* **REQUEST 1**
Answer these questions using the excerpt on TxJob and mountpoints:
(a) Which mountpoint type must a component use when it is part of a job?
(b) Which options of job.execute does the excerpt name?
(c) What are the two channels of communication that a mountpoint offers?
* **REQUEST 2**
Extend the excerpt on TxJob and mountpoints, picking up after its last sentence.

* **EXCERPT PROVIDED**
::::::

Note: When using a component as part of the a job you must use TxSinglePoint. So in you Component define:
`typescript
let mountpoint = TxSinglePointRegistry.instance.create('GITHUB::GIST::C1');
``

Define a Job as follow:
``typescript
let job = new TxJob();

job.add(TxSinglePointRegistry.instance.get('GITHUB::GIST::C1'));
job.add(TxSinglePointRegistry.instance.get('GITHUB::GIST::C2'));
job.add(TxSinglePointRegistry.instance.get('GITHUB::GIST::C3'));

job.execute(new TxTask(
'create',
'begin',
{something: 'more data here'})
);
``
This will run the components in the order they defined. This is a very simple verision of the exection options.
job.execute include many more options like persist, recording, run-until and so on.

Understand MountPoints

A 'mountpoint' is a borker object, a meeting point, able to communicate by between parts (usually classes) using different method of public / subscribe.
MountPoint ofer two way communications one is 'tasks' is send data from the caller and other for 'reply' where the receiver able to ger reply back. Some mountpoint may diffeently like TxSinglePoint is a type of mountpoint which has no reply channel, you can just send the data.
Other example is TxRoutePoint where the reply is receiving as the return value of next methof.

::::::

* **GIVEN ENTRIES**
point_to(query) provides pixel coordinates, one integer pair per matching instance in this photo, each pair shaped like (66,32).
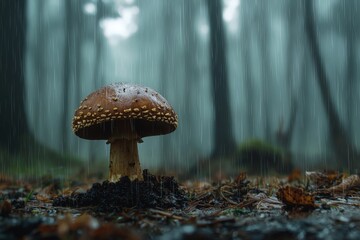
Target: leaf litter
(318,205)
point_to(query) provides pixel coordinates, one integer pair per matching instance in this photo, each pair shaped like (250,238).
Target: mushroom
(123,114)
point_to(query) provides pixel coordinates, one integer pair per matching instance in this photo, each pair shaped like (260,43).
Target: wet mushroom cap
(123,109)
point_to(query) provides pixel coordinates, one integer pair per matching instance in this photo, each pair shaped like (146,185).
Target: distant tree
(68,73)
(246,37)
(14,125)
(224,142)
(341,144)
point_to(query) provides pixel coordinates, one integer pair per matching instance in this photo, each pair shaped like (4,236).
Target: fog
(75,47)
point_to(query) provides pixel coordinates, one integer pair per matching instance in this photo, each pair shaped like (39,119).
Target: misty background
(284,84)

::::::

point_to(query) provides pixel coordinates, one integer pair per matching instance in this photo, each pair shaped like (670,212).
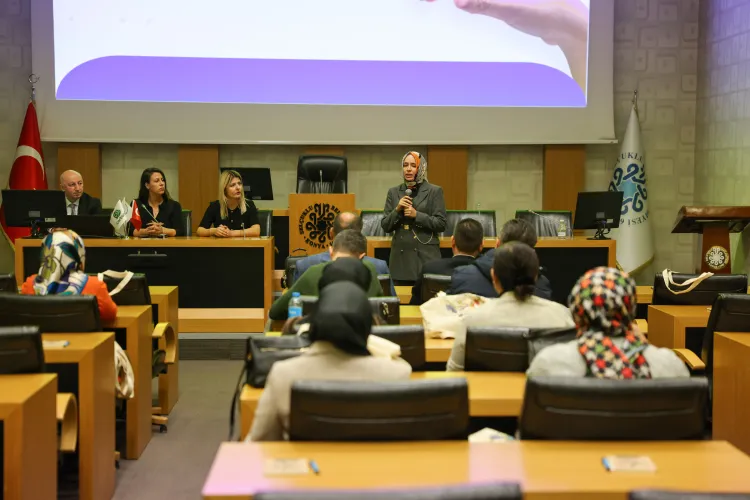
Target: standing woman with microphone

::::::

* **TASK RESULT 1**
(a) TxSinglePoint.
(b) Persist, recording and run-until.
(c) 'Tasks', which sends data from the caller, and 'reply', which lets the receiver get a reply back.

* **TASK RESULT 2**
MountPoint is identify by its unique name (a string or a Symbol). It must be unique in a process and if you use publication then is must be unique among all services / processes

A Component which create a mountpoint use the follow:
``typescript
mountpoint = TxMountPointRegistry.instance.create();
``

To subscribe on this mountpoint use:
``typescript
mountpoint.tasks().subscribe(
(task: TxTask) => {
// ... you suff here

// just send the reply to whom is 'setting' on this reply subject
task.reply().next(new TxTask({any-head-object}, {any-data-object}))

// if error happend in your code you can single an error by:
task.reply().error(new TxTask({any-head-object}, {any-data-object}))
},
(error: TxTask) => {
// the sender send you an error callback,

// clean you stuff and reply back on error callback
task.reply().error(new TxTask({any-head-object}, {any-data-object}))
}
);
``

On any other place in the code you can send a data with this mountpoint using the next method and TxTask object:
``typescript
mountpoint = TxMountPointRegistry.instance.get();

mountpoint.tasks().next(TxTask(...));
``

#### Reply back to all reply's subscribers
Usually you want to reply back to the sender however there are some cases where you want to reply to all subscribers even those who don't sent any data. This can be done by:
``typescript
mountpoint = TxMountPointRegistry.instance.use();

mountpoint.tasks().next(TxTask(...));
``

Then reply like:
``typescript
mountpoint.tasks().subscribe(
(task: TxTask) => {
// ... you suff here

// just send the reply to whom is 'setting' on this reply subject
mountpoint.reply().next(new TxTask({any-head-object}, {any-data-object}))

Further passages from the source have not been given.